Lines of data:
+ + + + + + +
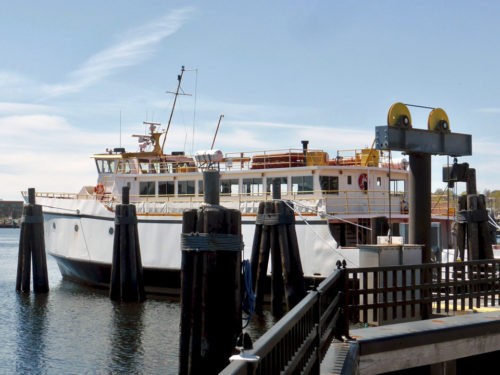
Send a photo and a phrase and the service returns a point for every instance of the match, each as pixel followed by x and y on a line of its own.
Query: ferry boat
pixel 337 201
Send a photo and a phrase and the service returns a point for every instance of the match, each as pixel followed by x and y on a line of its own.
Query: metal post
pixel 211 186
pixel 420 216
pixel 276 188
pixel 419 192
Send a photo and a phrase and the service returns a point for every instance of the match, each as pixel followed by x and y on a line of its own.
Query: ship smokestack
pixel 304 150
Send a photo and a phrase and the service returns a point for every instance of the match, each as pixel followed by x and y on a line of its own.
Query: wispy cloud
pixel 134 46
pixel 489 110
pixel 7 108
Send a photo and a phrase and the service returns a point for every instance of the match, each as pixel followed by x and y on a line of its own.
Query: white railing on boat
pixel 342 202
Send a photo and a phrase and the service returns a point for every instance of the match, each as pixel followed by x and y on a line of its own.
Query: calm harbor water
pixel 77 330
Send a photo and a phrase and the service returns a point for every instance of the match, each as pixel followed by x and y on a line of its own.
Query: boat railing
pixel 333 202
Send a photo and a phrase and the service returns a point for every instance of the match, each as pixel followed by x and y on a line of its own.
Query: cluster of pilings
pixel 472 226
pixel 275 236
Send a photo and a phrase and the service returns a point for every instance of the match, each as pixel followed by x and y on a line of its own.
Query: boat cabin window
pixel 283 184
pixel 329 184
pixel 148 166
pixel 230 187
pixel 302 184
pixel 106 166
pixel 147 188
pixel 166 188
pixel 124 167
pixel 253 186
pixel 398 186
pixel 185 187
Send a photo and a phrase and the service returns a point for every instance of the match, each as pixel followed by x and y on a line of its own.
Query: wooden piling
pixel 485 248
pixel 211 285
pixel 461 230
pixel 278 236
pixel 32 249
pixel 126 271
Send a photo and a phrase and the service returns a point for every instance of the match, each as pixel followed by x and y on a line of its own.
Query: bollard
pixel 126 271
pixel 211 284
pixel 32 249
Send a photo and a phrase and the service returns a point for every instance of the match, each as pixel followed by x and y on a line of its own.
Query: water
pixel 77 330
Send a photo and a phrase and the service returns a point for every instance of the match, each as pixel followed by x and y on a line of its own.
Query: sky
pixel 79 77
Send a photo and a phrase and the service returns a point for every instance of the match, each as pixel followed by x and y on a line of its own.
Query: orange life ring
pixel 99 189
pixel 363 181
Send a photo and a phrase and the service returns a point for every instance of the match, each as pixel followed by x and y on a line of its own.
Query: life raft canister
pixel 99 189
pixel 363 181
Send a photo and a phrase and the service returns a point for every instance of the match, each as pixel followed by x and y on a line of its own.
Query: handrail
pixel 298 341
pixel 375 292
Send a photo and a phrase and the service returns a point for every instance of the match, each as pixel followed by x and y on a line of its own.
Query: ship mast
pixel 176 93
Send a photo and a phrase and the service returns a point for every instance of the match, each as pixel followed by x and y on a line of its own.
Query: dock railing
pixel 395 293
pixel 297 343
pixel 377 295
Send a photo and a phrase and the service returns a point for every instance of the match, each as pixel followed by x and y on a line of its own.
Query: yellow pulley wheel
pixel 399 116
pixel 438 121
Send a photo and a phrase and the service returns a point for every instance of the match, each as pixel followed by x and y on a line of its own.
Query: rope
pixel 248 301
pixel 317 235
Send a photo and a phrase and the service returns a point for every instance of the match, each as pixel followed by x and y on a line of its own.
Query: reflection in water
pixel 127 351
pixel 77 330
pixel 31 333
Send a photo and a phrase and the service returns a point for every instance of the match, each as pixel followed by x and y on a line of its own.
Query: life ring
pixel 99 189
pixel 363 181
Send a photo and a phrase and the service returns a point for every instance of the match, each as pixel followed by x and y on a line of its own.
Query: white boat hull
pixel 80 233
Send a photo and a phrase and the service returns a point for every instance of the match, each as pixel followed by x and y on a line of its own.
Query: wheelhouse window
pixel 302 184
pixel 124 167
pixel 230 187
pixel 252 186
pixel 329 184
pixel 185 188
pixel 283 184
pixel 106 166
pixel 166 188
pixel 149 166
pixel 200 188
pixel 398 186
pixel 147 188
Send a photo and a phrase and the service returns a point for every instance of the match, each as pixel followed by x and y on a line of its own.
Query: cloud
pixel 134 47
pixel 488 110
pixel 7 108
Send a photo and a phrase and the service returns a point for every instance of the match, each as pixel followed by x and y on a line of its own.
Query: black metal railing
pixel 298 342
pixel 393 293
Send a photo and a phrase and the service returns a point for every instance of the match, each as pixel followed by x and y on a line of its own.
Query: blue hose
pixel 248 301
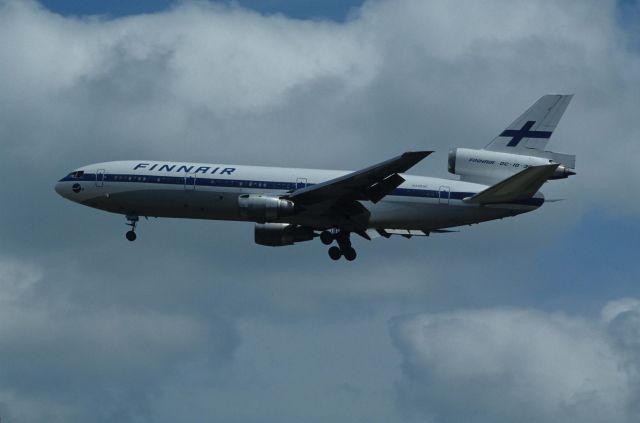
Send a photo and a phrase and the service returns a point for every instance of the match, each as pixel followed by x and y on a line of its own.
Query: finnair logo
pixel 524 132
pixel 185 169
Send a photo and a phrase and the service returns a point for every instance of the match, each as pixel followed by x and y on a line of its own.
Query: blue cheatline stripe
pixel 283 186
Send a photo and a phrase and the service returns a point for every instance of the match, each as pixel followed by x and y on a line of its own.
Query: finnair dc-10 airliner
pixel 290 205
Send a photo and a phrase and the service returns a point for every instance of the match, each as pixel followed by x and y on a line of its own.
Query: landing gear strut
pixel 132 221
pixel 343 248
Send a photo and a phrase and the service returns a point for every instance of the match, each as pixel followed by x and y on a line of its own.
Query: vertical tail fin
pixel 533 129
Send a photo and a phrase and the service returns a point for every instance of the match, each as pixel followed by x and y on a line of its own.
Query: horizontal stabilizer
pixel 521 186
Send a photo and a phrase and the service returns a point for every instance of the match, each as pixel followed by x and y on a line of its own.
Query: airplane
pixel 292 205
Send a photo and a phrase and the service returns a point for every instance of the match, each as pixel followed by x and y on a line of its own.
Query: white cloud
pixel 516 365
pixel 57 357
pixel 214 83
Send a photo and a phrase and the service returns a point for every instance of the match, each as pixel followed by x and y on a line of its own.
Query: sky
pixel 535 318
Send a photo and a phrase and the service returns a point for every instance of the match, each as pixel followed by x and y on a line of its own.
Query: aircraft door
pixel 190 181
pixel 445 194
pixel 100 178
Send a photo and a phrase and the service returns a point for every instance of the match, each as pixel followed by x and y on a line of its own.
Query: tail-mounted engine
pixel 280 234
pixel 485 165
pixel 263 208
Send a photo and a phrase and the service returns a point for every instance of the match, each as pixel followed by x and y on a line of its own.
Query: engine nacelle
pixel 494 165
pixel 263 208
pixel 280 234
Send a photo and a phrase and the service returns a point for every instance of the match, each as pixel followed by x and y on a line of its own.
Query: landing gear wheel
pixel 335 253
pixel 326 237
pixel 350 254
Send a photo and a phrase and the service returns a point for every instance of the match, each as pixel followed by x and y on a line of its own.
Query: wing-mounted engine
pixel 487 166
pixel 264 208
pixel 280 234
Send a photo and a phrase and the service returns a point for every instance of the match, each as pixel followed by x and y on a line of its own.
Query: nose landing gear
pixel 343 248
pixel 132 221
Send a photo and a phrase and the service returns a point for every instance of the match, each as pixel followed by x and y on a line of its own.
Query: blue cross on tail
pixel 524 132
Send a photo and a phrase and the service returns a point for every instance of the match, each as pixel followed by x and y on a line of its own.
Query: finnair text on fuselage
pixel 184 168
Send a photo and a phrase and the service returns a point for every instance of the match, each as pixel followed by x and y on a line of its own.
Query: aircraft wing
pixel 520 186
pixel 372 183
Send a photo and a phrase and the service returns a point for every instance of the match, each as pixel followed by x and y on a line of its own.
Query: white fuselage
pixel 211 191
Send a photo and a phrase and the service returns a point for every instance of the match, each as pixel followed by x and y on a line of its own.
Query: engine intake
pixel 263 208
pixel 280 234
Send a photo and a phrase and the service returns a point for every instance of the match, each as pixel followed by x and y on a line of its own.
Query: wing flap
pixel 520 186
pixel 371 183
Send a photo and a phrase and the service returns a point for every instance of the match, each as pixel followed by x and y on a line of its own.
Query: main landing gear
pixel 343 248
pixel 132 221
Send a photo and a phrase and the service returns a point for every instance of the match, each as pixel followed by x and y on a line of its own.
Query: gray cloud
pixel 503 365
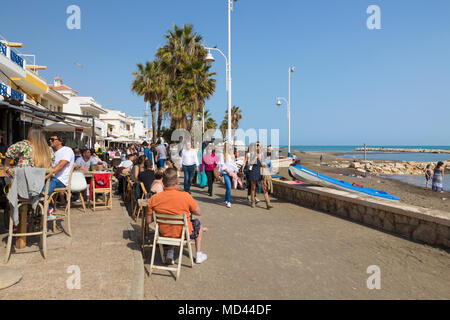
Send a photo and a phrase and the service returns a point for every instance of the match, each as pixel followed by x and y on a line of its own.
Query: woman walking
pixel 225 161
pixel 438 177
pixel 189 163
pixel 209 163
pixel 256 163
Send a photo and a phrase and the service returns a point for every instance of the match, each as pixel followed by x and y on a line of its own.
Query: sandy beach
pixel 408 193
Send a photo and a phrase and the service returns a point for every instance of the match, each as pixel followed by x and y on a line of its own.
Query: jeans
pixel 54 183
pixel 227 180
pixel 161 163
pixel 188 175
pixel 210 175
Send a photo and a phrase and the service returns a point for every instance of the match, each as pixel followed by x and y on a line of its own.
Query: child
pixel 428 175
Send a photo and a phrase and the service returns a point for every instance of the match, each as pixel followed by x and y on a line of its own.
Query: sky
pixel 351 85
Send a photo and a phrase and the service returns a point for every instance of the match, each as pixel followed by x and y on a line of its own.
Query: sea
pixel 349 152
pixel 393 156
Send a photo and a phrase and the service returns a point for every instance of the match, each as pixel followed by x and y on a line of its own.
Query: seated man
pixel 173 201
pixel 86 161
pixel 64 160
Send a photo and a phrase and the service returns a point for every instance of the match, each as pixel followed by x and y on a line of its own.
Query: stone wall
pixel 420 224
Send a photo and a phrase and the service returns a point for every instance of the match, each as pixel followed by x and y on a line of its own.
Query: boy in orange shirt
pixel 173 201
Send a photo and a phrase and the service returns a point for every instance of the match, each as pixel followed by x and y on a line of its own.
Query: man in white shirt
pixel 84 162
pixel 161 155
pixel 64 160
pixel 189 162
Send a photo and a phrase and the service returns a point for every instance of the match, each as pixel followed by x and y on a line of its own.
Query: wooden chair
pixel 107 202
pixel 68 193
pixel 43 207
pixel 136 205
pixel 177 242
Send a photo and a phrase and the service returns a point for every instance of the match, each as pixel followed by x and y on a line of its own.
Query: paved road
pixel 295 253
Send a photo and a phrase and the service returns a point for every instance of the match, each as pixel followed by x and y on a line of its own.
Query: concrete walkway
pixel 295 253
pixel 104 249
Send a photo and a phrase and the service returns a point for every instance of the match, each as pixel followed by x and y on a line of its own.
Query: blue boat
pixel 312 177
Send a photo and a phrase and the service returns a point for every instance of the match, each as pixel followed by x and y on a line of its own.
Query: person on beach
pixel 189 163
pixel 209 163
pixel 256 162
pixel 428 175
pixel 225 165
pixel 438 177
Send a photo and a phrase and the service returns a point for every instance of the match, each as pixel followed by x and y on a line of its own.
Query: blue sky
pixel 351 86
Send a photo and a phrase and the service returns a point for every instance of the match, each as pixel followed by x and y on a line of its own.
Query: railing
pixel 3 90
pixel 3 48
pixel 16 95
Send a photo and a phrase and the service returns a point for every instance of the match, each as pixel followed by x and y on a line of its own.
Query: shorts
pixel 196 225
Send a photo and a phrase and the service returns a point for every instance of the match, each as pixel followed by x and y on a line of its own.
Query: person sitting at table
pixel 64 160
pixel 33 152
pixel 138 167
pixel 147 176
pixel 86 161
pixel 175 202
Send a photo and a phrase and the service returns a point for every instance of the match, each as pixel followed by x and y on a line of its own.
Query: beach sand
pixel 408 193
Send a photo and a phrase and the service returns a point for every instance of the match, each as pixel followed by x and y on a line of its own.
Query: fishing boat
pixel 315 178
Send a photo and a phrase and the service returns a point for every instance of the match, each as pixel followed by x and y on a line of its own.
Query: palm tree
pixel 183 60
pixel 144 84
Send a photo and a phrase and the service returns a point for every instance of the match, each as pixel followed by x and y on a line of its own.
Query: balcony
pixel 11 63
pixel 6 91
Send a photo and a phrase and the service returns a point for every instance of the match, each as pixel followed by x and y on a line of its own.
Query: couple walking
pixel 254 162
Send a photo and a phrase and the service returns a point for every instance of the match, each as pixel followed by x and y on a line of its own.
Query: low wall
pixel 420 224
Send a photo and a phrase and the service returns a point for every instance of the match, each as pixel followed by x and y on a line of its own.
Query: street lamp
pixel 209 58
pixel 288 102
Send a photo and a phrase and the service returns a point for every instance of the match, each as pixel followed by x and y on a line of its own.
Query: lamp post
pixel 288 102
pixel 210 58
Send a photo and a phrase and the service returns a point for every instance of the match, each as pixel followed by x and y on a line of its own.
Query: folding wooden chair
pixel 105 190
pixel 136 205
pixel 176 242
pixel 43 206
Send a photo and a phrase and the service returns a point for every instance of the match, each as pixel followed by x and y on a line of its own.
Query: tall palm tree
pixel 145 84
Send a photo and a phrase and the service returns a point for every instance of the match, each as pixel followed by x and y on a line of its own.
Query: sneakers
pixel 201 257
pixel 250 199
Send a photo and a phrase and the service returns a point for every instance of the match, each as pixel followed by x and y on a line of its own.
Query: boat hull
pixel 315 178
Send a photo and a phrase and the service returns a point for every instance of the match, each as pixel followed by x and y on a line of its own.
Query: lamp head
pixel 209 57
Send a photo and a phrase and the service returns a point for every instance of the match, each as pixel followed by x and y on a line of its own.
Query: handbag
pixel 78 182
pixel 216 173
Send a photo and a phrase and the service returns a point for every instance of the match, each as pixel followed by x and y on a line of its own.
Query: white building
pixel 83 106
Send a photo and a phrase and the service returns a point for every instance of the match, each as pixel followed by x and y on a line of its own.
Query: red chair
pixel 102 183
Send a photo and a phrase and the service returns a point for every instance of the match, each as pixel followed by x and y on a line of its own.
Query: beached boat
pixel 312 177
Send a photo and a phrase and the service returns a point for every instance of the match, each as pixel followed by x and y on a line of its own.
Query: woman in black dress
pixel 255 162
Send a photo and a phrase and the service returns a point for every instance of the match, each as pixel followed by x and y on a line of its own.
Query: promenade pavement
pixel 104 249
pixel 291 252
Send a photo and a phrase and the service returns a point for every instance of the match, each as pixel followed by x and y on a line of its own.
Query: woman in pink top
pixel 209 163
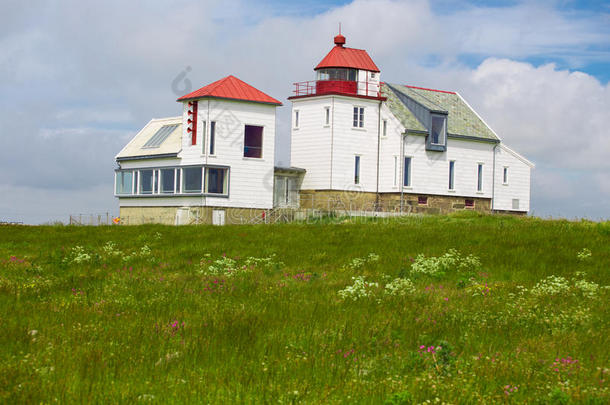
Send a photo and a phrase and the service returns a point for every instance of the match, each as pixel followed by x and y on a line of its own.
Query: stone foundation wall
pixel 193 215
pixel 333 200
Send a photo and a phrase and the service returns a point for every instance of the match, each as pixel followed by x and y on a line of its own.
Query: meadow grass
pixel 454 309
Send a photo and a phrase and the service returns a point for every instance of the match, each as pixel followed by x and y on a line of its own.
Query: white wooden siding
pixel 311 143
pixel 518 184
pixel 250 179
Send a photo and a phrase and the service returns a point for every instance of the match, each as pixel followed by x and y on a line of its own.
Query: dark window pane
pixel 216 180
pixel 192 180
pixel 438 130
pixel 212 137
pixel 167 181
pixel 146 178
pixel 451 174
pixel 123 182
pixel 253 141
pixel 407 172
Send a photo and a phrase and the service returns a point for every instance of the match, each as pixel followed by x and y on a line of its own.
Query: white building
pixel 215 163
pixel 366 144
pixel 356 144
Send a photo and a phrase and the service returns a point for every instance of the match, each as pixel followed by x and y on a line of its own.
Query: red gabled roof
pixel 347 57
pixel 233 89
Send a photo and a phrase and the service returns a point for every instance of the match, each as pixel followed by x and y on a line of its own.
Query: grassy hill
pixel 452 309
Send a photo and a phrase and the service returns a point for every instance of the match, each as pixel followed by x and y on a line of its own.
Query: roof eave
pixel 144 157
pixel 183 99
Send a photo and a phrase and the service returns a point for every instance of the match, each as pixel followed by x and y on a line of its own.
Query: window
pixel 124 182
pixel 146 181
pixel 437 130
pixel 191 180
pixel 167 181
pixel 213 138
pixel 253 141
pixel 451 174
pixel 192 121
pixel 337 74
pixel 395 171
pixel 203 132
pixel 407 172
pixel 216 180
pixel 358 117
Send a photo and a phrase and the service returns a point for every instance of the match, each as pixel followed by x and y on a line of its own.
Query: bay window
pixel 172 180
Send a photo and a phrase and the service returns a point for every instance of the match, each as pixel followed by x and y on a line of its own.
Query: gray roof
pixel 461 119
pixel 400 111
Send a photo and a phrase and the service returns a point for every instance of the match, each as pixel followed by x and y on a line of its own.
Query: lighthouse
pixel 336 122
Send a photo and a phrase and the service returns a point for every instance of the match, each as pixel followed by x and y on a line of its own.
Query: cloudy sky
pixel 79 79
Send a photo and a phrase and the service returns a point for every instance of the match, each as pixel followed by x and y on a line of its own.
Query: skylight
pixel 160 136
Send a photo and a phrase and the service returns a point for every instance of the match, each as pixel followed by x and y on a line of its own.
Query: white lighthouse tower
pixel 336 123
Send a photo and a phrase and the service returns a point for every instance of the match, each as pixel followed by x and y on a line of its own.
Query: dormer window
pixel 437 140
pixel 437 130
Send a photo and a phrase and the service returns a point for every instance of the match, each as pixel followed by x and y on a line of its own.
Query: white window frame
pixel 451 185
pixel 262 142
pixel 225 181
pixel 357 169
pixel 443 135
pixel 480 169
pixel 395 183
pixel 204 130
pixel 410 177
pixel 212 141
pixel 358 123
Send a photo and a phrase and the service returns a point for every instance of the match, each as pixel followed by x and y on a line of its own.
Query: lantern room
pixel 343 71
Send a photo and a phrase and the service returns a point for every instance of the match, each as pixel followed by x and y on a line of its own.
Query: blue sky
pixel 79 79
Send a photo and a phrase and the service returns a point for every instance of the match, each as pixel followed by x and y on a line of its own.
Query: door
pixel 218 217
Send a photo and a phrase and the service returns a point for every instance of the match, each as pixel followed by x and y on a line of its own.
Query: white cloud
pixel 118 72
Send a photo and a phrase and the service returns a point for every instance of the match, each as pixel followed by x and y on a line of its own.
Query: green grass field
pixel 446 309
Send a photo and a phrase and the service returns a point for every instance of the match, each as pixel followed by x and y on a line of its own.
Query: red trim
pixel 340 57
pixel 423 88
pixel 338 94
pixel 231 88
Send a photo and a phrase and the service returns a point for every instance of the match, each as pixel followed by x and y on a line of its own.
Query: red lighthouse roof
pixel 340 56
pixel 231 88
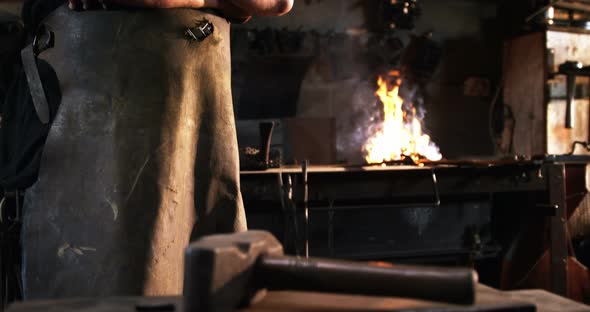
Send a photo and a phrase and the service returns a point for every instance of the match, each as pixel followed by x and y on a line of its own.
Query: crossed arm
pixel 233 8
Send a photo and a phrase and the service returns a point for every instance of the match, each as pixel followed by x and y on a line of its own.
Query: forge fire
pixel 401 133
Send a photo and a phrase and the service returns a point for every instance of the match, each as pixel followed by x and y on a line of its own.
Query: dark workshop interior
pixel 294 155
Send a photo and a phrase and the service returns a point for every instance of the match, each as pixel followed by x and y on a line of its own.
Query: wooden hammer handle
pixel 453 285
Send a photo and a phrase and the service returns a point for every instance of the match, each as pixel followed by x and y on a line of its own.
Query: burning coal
pixel 401 134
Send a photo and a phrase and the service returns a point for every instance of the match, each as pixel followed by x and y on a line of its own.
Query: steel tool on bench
pixel 223 272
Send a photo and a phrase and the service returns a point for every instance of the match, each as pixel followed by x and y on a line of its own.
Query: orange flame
pixel 401 134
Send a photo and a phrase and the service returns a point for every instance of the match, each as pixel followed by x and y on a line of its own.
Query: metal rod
pixel 571 95
pixel 306 206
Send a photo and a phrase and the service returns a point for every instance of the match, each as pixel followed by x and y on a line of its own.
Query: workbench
pixel 427 210
pixel 488 299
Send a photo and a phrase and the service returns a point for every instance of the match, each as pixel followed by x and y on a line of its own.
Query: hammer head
pixel 219 269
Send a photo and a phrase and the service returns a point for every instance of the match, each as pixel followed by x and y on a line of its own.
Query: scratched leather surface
pixel 143 147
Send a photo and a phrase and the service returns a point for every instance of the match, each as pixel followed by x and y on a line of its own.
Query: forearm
pixel 233 8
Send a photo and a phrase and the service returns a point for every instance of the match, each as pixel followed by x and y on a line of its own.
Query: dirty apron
pixel 141 156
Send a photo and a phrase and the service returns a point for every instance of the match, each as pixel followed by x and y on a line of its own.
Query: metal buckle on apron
pixel 29 59
pixel 202 30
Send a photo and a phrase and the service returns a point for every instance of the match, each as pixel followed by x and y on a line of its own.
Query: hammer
pixel 224 272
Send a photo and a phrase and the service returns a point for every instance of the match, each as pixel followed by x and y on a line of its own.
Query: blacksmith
pixel 141 156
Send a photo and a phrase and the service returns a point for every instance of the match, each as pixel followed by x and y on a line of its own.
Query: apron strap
pixel 29 60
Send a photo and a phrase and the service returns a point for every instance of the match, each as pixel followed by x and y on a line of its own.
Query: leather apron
pixel 141 157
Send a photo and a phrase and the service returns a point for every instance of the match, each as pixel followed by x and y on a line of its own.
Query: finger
pixel 90 4
pixel 104 4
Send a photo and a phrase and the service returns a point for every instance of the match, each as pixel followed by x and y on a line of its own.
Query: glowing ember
pixel 400 135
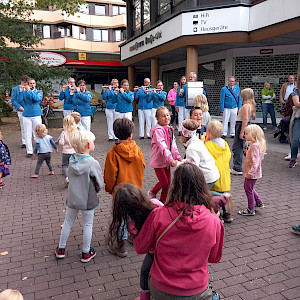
+ + + + + + +
§ **WHAT YOU HAVE TO DO**: Change "metal post" to "steel post" in the listing from its start through the line with "pixel 419 192", keeping everything else unchanged. Leave the pictures out of the answer.

§ **RESPONSE TO THE EXERCISE**:
Send a photo and a phrase and the service returns a point for every instance of the match, each as pixel followed by x and y on a line of its own.
Query: ferry boat
pixel 337 201
Send a photo and a phrase and the service returns a point for every instance of the match, each as pixel followed by x and y on a line of its own.
Query: steel post
pixel 211 186
pixel 420 216
pixel 276 188
pixel 419 192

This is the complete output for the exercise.